→ Listing:
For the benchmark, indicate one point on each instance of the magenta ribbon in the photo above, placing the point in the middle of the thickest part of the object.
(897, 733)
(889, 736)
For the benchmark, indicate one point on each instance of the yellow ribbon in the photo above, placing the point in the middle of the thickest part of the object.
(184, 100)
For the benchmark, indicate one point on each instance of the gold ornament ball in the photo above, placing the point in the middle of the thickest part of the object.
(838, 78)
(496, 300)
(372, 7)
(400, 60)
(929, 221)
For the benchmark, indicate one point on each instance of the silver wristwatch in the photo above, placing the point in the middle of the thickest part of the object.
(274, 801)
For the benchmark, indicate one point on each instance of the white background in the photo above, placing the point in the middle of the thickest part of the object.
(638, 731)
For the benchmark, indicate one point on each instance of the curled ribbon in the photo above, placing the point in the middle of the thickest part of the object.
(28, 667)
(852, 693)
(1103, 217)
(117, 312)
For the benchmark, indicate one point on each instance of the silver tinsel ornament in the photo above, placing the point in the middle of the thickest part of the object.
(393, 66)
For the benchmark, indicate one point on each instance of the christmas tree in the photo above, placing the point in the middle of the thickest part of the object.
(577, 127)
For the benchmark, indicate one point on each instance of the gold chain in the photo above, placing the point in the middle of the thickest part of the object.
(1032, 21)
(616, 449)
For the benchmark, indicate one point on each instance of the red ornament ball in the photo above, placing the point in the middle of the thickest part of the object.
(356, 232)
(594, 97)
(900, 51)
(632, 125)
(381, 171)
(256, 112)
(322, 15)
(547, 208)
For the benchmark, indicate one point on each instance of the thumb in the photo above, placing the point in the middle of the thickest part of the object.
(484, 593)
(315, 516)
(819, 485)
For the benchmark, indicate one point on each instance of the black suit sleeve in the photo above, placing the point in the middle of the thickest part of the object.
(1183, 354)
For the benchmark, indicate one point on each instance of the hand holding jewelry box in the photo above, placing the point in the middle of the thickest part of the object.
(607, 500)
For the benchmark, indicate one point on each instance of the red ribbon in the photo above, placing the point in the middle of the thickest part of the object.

→ Written task:
Can you give every line of the data above as a numbered list, skipping any blank lines?

→ Output of the task:
1. For the benchmark, indicate one point on each instance of the magenta ribbon in the photo above, placing the point in the middle of the thickest part of the object.
2. (897, 733)
3. (889, 736)
4. For the benchmark, indicate one point on each instance of the yellow ribbon in the photo above, placing the point in the middle of the thickest part of the object.
5. (184, 100)
6. For the benchmark, indicate one point on each instance of the gold ornament ball in the photo above, placing the point in the middle of the thickest part of the object.
7. (838, 78)
8. (496, 300)
9. (372, 7)
10. (400, 60)
11. (929, 221)
12. For the benchmark, indicate one point on each instance of the silver wristwatch in the photo above, placing the point in the middle of the thickest part of the object.
13. (274, 801)
14. For the benchmark, indicate one point on each instance of the white background in the photo above, placing the point in the middle of the thickest part of the object.
15. (638, 731)
16. For the benchmark, indicate one point on each instance of the curled ribbon in the photo above, placing the point in the middle of the thickest part of the object.
17. (28, 667)
18. (852, 693)
19. (1103, 217)
20. (117, 312)
21. For the benchmark, indicate one point on each instance of the silver tinsel ornament in the photo above, placing the point in the middle of the thickest part of the object.
22. (393, 66)
23. For the benchmark, indicate one point on each instance of the christmas tree in the photo above, placing the point in the middle of the thickest part of the object.
24. (577, 127)
25. For the benchmark, indicate one point on each instance of the gold chain in the photo above, placing the point in the middle of the thickest part of the object.
26. (1032, 21)
27. (616, 449)
28. For the benchmark, indicate one point on each instance of the red ornament ball in the photo above, placing the point in the middle of the thickest part of the object.
29. (356, 232)
30. (594, 97)
31. (900, 51)
32. (632, 125)
33. (381, 171)
34. (256, 112)
35. (322, 15)
36. (547, 208)
37. For the benchmark, indicate one point on each instance of the thumb in the photo above, placing the point in the middle of the thickest part of the object.
38. (484, 593)
39. (315, 516)
40. (819, 485)
41. For the benchmark, indicate one point on each instance of the black suit sleeve in the photo above, placing the point in the middle of the thickest part of the object.
42. (1183, 354)
43. For the benchmark, indicate one point on each instance of the hand holding jewelry box in the photo above, placing the point in the middle of the thickest part of the object.
44. (607, 500)
45. For the benchmark, indicate one point on each instance of the red ribbon in the photo above, placing the point in the middle of the thickest part of the object.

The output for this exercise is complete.